[Pointing dataset entries]
*-*-*
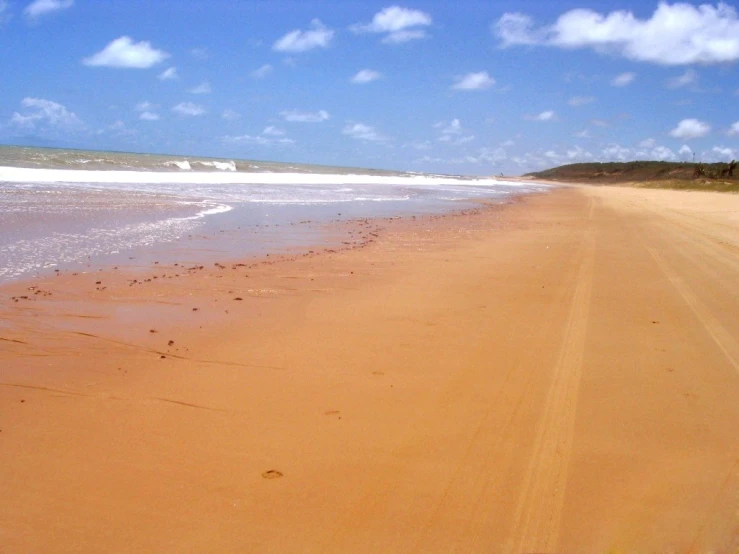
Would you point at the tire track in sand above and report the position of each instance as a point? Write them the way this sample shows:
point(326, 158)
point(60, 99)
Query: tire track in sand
point(539, 508)
point(723, 339)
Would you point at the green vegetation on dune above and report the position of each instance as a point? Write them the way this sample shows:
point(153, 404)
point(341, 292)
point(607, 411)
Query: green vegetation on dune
point(721, 177)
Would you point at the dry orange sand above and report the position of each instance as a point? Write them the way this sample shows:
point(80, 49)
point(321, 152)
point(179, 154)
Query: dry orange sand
point(556, 375)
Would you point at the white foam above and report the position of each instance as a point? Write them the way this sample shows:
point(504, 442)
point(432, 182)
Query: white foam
point(35, 175)
point(185, 165)
point(223, 166)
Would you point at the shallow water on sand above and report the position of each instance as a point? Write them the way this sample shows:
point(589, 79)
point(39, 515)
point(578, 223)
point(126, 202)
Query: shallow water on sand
point(67, 209)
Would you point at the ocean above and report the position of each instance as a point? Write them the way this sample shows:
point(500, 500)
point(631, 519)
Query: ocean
point(67, 209)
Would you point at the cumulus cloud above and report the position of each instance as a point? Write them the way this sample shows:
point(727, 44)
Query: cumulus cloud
point(724, 153)
point(543, 116)
point(685, 152)
point(40, 8)
point(675, 34)
point(663, 154)
point(273, 131)
point(200, 54)
point(268, 137)
point(453, 133)
point(398, 24)
point(474, 81)
point(454, 127)
point(295, 116)
point(189, 109)
point(202, 88)
point(690, 128)
point(145, 106)
point(360, 131)
point(365, 76)
point(262, 72)
point(147, 111)
point(623, 79)
point(319, 36)
point(688, 78)
point(123, 52)
point(44, 113)
point(576, 101)
point(168, 74)
point(230, 115)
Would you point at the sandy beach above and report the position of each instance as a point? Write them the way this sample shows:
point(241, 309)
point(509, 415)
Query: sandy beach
point(557, 374)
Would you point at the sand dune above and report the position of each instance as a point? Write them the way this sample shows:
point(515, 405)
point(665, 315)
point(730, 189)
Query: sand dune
point(555, 375)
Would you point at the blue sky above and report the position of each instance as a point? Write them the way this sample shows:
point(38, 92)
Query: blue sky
point(472, 87)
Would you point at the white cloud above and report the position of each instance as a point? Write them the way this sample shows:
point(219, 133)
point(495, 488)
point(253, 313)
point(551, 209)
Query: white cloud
point(454, 127)
point(617, 153)
point(273, 131)
point(361, 131)
point(576, 101)
point(453, 133)
point(543, 116)
point(145, 106)
point(399, 37)
point(168, 74)
point(123, 52)
point(663, 154)
point(43, 7)
point(623, 79)
point(675, 34)
point(366, 76)
point(300, 41)
point(200, 54)
point(45, 113)
point(262, 72)
point(688, 78)
point(474, 81)
point(727, 154)
point(188, 108)
point(419, 145)
point(294, 116)
point(262, 139)
point(202, 88)
point(690, 128)
point(230, 115)
point(685, 152)
point(398, 24)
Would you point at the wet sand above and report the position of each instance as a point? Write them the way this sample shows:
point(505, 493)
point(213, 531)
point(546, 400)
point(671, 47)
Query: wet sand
point(555, 375)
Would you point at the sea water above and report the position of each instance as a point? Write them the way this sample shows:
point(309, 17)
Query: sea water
point(74, 208)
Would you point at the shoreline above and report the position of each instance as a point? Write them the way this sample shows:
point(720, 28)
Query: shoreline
point(457, 381)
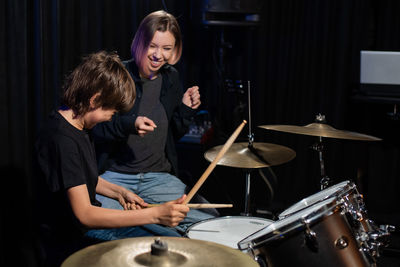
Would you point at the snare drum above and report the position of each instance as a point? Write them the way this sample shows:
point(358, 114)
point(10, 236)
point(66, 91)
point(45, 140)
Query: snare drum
point(227, 230)
point(353, 204)
point(319, 235)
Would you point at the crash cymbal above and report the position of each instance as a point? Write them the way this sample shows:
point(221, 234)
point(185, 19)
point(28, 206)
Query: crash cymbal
point(322, 130)
point(260, 155)
point(146, 251)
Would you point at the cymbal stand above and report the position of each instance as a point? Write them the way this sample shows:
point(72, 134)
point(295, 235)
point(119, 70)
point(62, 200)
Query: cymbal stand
point(319, 147)
point(251, 140)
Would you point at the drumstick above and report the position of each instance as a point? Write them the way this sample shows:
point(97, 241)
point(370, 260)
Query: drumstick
point(200, 205)
point(223, 150)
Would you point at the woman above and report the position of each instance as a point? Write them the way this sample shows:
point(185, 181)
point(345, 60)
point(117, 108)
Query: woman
point(66, 161)
point(147, 164)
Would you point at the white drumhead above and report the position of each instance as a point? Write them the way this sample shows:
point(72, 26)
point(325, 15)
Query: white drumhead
point(228, 230)
point(311, 200)
point(289, 223)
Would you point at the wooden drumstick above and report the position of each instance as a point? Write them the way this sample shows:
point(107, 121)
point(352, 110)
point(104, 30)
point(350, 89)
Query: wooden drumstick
point(210, 168)
point(199, 205)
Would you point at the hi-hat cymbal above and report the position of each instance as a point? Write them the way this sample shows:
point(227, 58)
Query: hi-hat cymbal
point(260, 155)
point(181, 252)
point(322, 130)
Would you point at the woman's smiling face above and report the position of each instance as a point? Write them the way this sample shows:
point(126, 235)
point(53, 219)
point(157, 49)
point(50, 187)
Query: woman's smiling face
point(160, 50)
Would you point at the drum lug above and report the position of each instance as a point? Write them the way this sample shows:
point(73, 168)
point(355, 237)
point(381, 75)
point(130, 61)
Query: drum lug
point(310, 238)
point(342, 242)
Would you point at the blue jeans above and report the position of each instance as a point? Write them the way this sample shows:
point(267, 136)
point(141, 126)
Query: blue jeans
point(153, 188)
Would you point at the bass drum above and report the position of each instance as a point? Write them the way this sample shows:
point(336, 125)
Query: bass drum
point(227, 230)
point(319, 235)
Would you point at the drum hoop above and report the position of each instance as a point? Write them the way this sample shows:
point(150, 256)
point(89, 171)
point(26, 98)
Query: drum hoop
point(223, 218)
point(347, 187)
point(332, 205)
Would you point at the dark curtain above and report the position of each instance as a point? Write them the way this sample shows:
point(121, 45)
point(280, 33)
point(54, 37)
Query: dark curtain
point(302, 59)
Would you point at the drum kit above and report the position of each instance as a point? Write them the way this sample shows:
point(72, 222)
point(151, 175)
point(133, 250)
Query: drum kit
point(330, 227)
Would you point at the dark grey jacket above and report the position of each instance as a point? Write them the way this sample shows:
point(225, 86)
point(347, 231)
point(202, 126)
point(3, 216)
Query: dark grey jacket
point(110, 135)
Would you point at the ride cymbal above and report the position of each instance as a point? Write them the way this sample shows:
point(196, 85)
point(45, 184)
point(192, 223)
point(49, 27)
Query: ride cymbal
point(322, 130)
point(146, 251)
point(259, 155)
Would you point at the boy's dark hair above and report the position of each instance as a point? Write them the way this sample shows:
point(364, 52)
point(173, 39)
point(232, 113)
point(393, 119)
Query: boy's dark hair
point(103, 73)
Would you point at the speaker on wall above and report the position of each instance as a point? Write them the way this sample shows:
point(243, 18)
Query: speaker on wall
point(227, 12)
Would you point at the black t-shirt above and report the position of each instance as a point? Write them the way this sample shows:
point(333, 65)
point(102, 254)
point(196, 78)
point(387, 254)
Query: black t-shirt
point(65, 158)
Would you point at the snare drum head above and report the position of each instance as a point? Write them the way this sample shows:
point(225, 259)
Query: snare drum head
point(295, 221)
point(311, 200)
point(228, 230)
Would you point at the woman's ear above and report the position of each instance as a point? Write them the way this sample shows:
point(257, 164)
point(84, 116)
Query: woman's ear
point(93, 101)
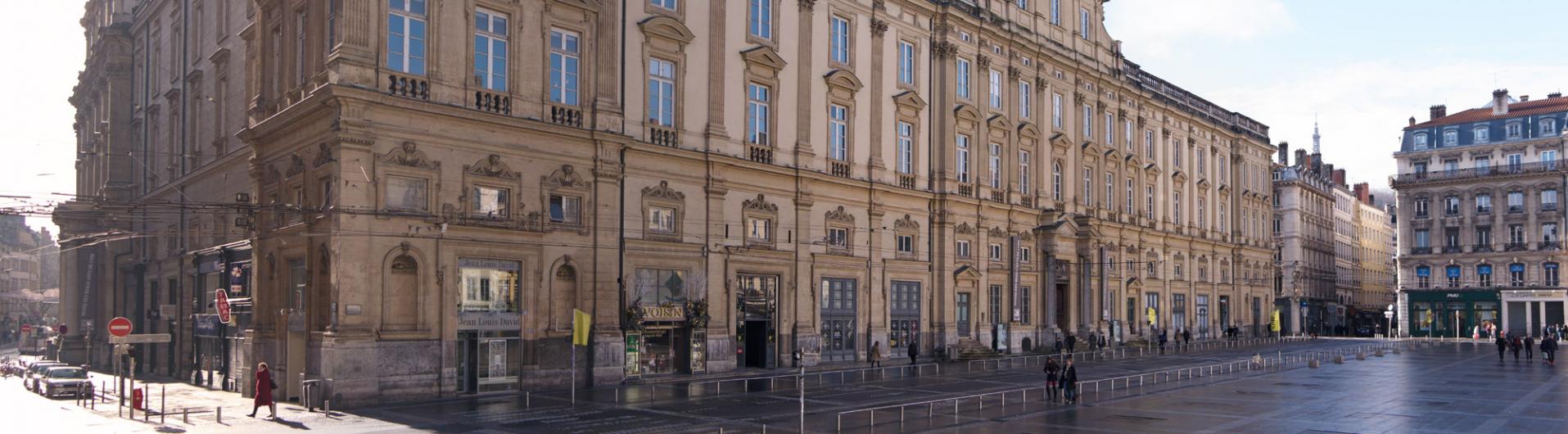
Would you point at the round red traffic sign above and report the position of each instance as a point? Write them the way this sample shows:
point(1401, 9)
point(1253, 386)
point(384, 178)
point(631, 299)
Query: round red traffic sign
point(120, 326)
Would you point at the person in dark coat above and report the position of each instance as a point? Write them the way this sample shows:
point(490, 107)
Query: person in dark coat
point(1052, 373)
point(264, 391)
point(1530, 346)
point(1069, 381)
point(1502, 345)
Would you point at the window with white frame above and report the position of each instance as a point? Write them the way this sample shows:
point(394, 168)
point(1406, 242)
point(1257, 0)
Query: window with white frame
point(963, 79)
point(996, 90)
point(905, 152)
point(996, 165)
point(905, 63)
point(838, 132)
point(1023, 174)
point(1024, 102)
point(662, 219)
point(490, 49)
point(963, 159)
point(661, 93)
point(565, 61)
point(1055, 180)
point(759, 19)
point(406, 36)
point(839, 39)
point(1055, 110)
point(759, 102)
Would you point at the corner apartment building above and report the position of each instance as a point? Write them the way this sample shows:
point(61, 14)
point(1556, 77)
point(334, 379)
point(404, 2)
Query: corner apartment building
point(1480, 218)
point(159, 170)
point(438, 185)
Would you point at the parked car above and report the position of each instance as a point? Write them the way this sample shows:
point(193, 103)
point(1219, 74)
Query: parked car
point(63, 381)
point(35, 372)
*-*-*
• Exercise task:
Reproduce every line from the line with "Would you point at the white drumhead" to the line with "point(330, 227)", inclusive, with the requests included. Scale each coordinate in the answer points by 0.75 and round to whole numbers with halves rounded up, leaving the requests and their sample points unchanged.

• Problem solution:
Would you point at the white drumhead above and report the position of each instance as a point? Write them the way this sample shows:
point(72, 26)
point(325, 15)
Query: white drumhead
point(171, 173)
point(233, 150)
point(217, 167)
Would you point at the wooden drumstick above and report the position of each instance as a point? Write them the way this sample shows:
point(107, 121)
point(352, 110)
point(104, 30)
point(350, 89)
Query: wooden drumstick
point(158, 126)
point(149, 154)
Would you point at the hi-hat cymbal above and report the position of each instance as a point? Write them the way this sample shows:
point(227, 58)
Query: hi-hat cymbal
point(195, 116)
point(136, 189)
point(242, 98)
Would you point at the woman's smiling face above and report the position of each instance as a point? Write them the way this sample shows:
point(126, 235)
point(53, 219)
point(157, 49)
point(50, 187)
Query: woman's smiling face
point(120, 38)
Would you point at the drum lug above and report the position of each instance as a point? Write them the way this sample shows:
point(73, 168)
point(355, 237)
point(381, 75)
point(130, 61)
Query: drum lug
point(233, 179)
point(257, 182)
Would you point at the blue jeans above and report the position of each instance as a point? Write them the way this sample shows:
point(267, 136)
point(141, 126)
Query: blue jeans
point(115, 141)
Would you point at the bass drum above and report the position of each instance as a point? Write them the way this sample shows:
point(336, 125)
Query: bass drum
point(170, 173)
point(239, 176)
Would you point at the drum hoop above and report the position of each instance as a point? Write them the way this sample shows:
point(150, 256)
point(89, 171)
point(26, 98)
Query: drum hoop
point(167, 164)
point(260, 140)
point(249, 154)
Would you point at the dark curtain above and report the position of each instance as a point? Write them the way this sample shows:
point(121, 45)
point(280, 33)
point(54, 37)
Query: dark curtain
point(227, 44)
Would you point at the drum kit above and report the position of each instance as a point? Write them the way this sample shows:
point(72, 222)
point(151, 175)
point(133, 250)
Query: drum kit
point(248, 170)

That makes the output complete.